YOUR TASK: Copy out the listing below so that each line matches exactly.

MATERIAL PROVIDED:
Segment Open

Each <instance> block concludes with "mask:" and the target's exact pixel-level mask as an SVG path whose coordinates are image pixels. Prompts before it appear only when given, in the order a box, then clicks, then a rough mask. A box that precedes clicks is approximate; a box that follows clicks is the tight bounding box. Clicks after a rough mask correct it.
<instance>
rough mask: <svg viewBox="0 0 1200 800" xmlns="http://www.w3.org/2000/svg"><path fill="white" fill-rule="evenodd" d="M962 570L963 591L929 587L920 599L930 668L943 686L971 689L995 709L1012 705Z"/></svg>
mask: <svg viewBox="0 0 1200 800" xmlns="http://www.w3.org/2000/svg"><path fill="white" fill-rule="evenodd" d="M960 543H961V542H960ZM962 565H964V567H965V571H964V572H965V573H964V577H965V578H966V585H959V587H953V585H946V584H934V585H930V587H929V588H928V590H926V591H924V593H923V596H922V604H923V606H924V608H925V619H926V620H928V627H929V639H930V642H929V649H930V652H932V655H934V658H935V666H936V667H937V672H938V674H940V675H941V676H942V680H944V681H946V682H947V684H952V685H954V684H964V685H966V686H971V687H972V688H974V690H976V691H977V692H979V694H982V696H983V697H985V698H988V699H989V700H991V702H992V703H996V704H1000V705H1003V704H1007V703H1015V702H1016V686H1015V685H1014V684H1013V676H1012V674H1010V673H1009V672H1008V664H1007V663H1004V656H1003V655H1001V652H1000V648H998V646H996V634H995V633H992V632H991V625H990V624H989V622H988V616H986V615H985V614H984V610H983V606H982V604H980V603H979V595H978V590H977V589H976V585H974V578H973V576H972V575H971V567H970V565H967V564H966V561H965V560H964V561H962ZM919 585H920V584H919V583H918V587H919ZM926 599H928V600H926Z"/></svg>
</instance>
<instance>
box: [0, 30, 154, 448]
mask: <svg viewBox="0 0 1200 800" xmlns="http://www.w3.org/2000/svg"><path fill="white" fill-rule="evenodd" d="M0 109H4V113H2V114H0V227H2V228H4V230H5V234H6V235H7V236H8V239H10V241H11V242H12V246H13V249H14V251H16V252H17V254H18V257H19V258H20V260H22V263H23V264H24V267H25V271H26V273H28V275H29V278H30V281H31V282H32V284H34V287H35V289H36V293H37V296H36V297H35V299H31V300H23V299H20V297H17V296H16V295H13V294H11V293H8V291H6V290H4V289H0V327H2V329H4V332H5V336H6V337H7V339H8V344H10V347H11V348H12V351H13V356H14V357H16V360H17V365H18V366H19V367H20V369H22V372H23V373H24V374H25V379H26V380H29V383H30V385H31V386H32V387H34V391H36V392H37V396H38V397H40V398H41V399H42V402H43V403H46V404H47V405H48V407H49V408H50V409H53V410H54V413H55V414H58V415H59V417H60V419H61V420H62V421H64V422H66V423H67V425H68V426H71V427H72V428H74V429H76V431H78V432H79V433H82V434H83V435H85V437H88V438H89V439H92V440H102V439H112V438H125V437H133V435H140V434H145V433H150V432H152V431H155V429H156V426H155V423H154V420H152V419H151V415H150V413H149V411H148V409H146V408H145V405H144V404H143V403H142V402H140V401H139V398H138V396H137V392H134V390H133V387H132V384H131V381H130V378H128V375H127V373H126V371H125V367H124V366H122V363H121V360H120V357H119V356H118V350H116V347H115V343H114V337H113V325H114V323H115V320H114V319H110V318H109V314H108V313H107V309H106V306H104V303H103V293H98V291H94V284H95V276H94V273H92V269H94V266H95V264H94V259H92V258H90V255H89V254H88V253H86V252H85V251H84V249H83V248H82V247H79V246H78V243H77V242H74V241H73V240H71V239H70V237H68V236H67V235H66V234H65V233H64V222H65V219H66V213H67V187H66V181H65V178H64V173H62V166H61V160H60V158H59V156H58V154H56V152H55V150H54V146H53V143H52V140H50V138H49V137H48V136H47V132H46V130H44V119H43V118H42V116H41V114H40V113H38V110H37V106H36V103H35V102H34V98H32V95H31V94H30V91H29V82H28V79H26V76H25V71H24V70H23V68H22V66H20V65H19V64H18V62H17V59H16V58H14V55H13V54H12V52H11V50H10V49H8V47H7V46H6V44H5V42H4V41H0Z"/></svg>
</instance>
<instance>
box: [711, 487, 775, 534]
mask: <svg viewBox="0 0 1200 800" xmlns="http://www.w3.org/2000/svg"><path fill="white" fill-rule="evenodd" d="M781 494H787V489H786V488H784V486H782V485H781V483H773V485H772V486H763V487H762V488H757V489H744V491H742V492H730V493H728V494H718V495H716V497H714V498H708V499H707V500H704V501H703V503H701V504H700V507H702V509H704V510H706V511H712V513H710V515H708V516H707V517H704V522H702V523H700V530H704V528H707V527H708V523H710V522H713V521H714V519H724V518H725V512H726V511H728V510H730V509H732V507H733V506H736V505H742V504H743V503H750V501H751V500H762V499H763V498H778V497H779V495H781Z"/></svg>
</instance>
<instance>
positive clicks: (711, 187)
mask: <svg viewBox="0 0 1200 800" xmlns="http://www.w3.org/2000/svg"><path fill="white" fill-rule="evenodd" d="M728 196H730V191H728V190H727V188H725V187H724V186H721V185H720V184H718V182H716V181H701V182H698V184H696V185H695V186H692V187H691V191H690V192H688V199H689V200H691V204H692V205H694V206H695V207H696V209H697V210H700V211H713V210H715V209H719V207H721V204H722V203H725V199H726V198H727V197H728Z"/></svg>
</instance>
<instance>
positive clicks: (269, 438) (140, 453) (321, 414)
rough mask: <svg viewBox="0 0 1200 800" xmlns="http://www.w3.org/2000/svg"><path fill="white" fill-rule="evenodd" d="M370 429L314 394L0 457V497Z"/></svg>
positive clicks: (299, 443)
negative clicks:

Segment Closed

SOLVED EXERCISE:
Each <instance> block concludes with "mask:" and the target's exact pixel-level mask as an SVG path whose coordinates are image pixels. Prompts before it appear only when given, in the order a box, then clicks, then a rough mask. A box that precedes clicks is approximate; a box that follows clicks is the tight bounding box. Clicks after a rough mask correct it.
<instance>
rough mask: <svg viewBox="0 0 1200 800" xmlns="http://www.w3.org/2000/svg"><path fill="white" fill-rule="evenodd" d="M962 570L963 591L929 587L920 599L930 668L943 686L971 689L995 709L1012 705Z"/></svg>
mask: <svg viewBox="0 0 1200 800" xmlns="http://www.w3.org/2000/svg"><path fill="white" fill-rule="evenodd" d="M960 543H961V542H960ZM962 565H964V567H965V571H964V572H965V573H964V577H965V578H966V585H959V587H953V585H946V584H934V585H930V587H929V588H928V590H926V591H924V593H923V596H922V604H923V606H924V608H925V619H926V620H928V627H929V639H930V642H929V649H930V652H932V655H934V658H935V666H936V667H937V672H938V674H940V675H941V676H942V680H944V681H946V682H947V684H952V685H954V684H964V685H966V686H971V687H972V688H974V690H976V691H977V692H979V694H982V696H983V697H985V698H988V699H989V700H991V702H992V703H996V704H1000V705H1003V704H1007V703H1015V702H1016V686H1015V685H1014V684H1013V676H1012V674H1010V673H1009V672H1008V664H1007V663H1004V656H1003V655H1001V652H1000V648H998V646H996V634H995V633H992V632H991V625H990V624H989V622H988V616H986V615H985V614H984V610H983V606H982V604H980V603H979V595H978V590H977V589H976V585H974V578H973V576H972V575H971V567H970V565H967V564H966V561H965V560H964V561H962ZM919 585H920V584H919V583H918V587H919ZM926 599H928V600H926Z"/></svg>
</instance>
<instance>
box: [0, 30, 154, 448]
mask: <svg viewBox="0 0 1200 800" xmlns="http://www.w3.org/2000/svg"><path fill="white" fill-rule="evenodd" d="M0 109H4V113H2V114H0V227H2V228H4V230H5V234H6V235H7V236H8V239H10V241H11V242H12V246H13V249H14V251H16V252H17V254H18V257H19V258H20V260H22V263H23V264H24V267H25V271H26V273H28V275H29V278H30V281H31V282H32V284H34V287H35V289H36V293H37V296H36V297H35V299H31V300H23V299H20V297H17V296H16V295H13V294H11V293H8V291H6V290H4V289H0V327H2V329H4V332H5V336H6V337H7V339H8V344H10V347H11V348H12V351H13V356H14V357H16V360H17V365H18V366H19V367H20V369H22V372H23V373H24V374H25V379H26V380H29V383H30V385H31V386H32V387H34V391H36V392H37V396H38V397H40V398H41V399H42V402H43V403H46V404H47V405H48V407H49V408H50V409H53V410H54V413H55V414H58V415H59V417H60V419H61V420H62V421H64V422H66V423H67V425H68V426H71V427H72V428H74V429H76V431H78V432H79V433H82V434H83V435H85V437H88V438H89V439H92V440H102V439H112V438H125V437H133V435H140V434H145V433H150V432H152V431H155V429H156V426H155V423H154V420H152V419H151V415H150V413H149V411H148V409H146V408H145V405H144V404H143V403H142V402H140V401H139V398H138V396H137V392H134V390H133V387H132V384H131V381H130V378H128V375H127V373H126V371H125V367H124V366H122V363H121V360H120V357H119V356H118V350H116V347H115V343H114V337H113V325H114V323H115V320H114V319H110V318H109V314H108V313H107V309H106V306H104V303H103V293H98V291H94V284H95V276H94V273H92V269H94V266H95V264H94V259H92V258H90V255H89V254H88V253H86V252H85V251H84V249H83V248H82V247H79V246H78V243H77V242H74V241H73V240H71V239H70V237H68V236H67V235H66V234H65V233H64V222H65V219H66V213H67V187H66V181H65V178H64V173H62V166H61V160H60V158H59V156H58V154H56V152H55V150H54V146H53V143H52V140H50V138H49V137H48V136H47V132H46V130H44V119H43V118H42V116H41V114H40V113H38V110H37V106H36V103H35V102H34V98H32V95H31V94H30V91H29V82H28V79H26V76H25V71H24V70H23V68H22V66H20V65H19V64H18V62H17V59H16V58H14V55H13V54H12V52H11V50H10V49H8V47H7V46H6V44H5V42H4V41H0Z"/></svg>
</instance>
<instance>
box: [711, 487, 775, 534]
mask: <svg viewBox="0 0 1200 800" xmlns="http://www.w3.org/2000/svg"><path fill="white" fill-rule="evenodd" d="M781 494H787V489H786V488H784V486H782V485H781V483H773V485H772V486H763V487H762V488H757V489H744V491H742V492H730V493H728V494H718V495H716V497H714V498H708V499H707V500H704V501H703V503H701V504H700V507H702V509H704V510H706V511H712V513H710V515H708V516H707V517H704V522H702V523H700V530H704V528H707V527H708V523H710V522H713V521H714V519H724V518H725V512H726V511H728V510H730V509H732V507H733V506H736V505H742V504H743V503H750V501H751V500H762V499H763V498H778V497H779V495H781Z"/></svg>
</instance>
<instance>
positive clicks: (711, 187)
mask: <svg viewBox="0 0 1200 800" xmlns="http://www.w3.org/2000/svg"><path fill="white" fill-rule="evenodd" d="M728 196H730V191H728V190H727V188H725V187H724V186H721V185H720V184H718V182H716V181H701V182H698V184H696V185H695V186H692V187H691V191H690V192H688V199H689V200H691V204H692V205H694V206H695V207H696V209H697V210H700V211H713V210H715V209H719V207H721V204H722V203H725V199H726V198H727V197H728Z"/></svg>
</instance>
<instance>
positive clicks: (269, 438) (140, 453) (321, 414)
rough mask: <svg viewBox="0 0 1200 800" xmlns="http://www.w3.org/2000/svg"><path fill="white" fill-rule="evenodd" d="M370 429L314 394L0 457V497Z"/></svg>
positive clicks: (299, 443)
negative clicks:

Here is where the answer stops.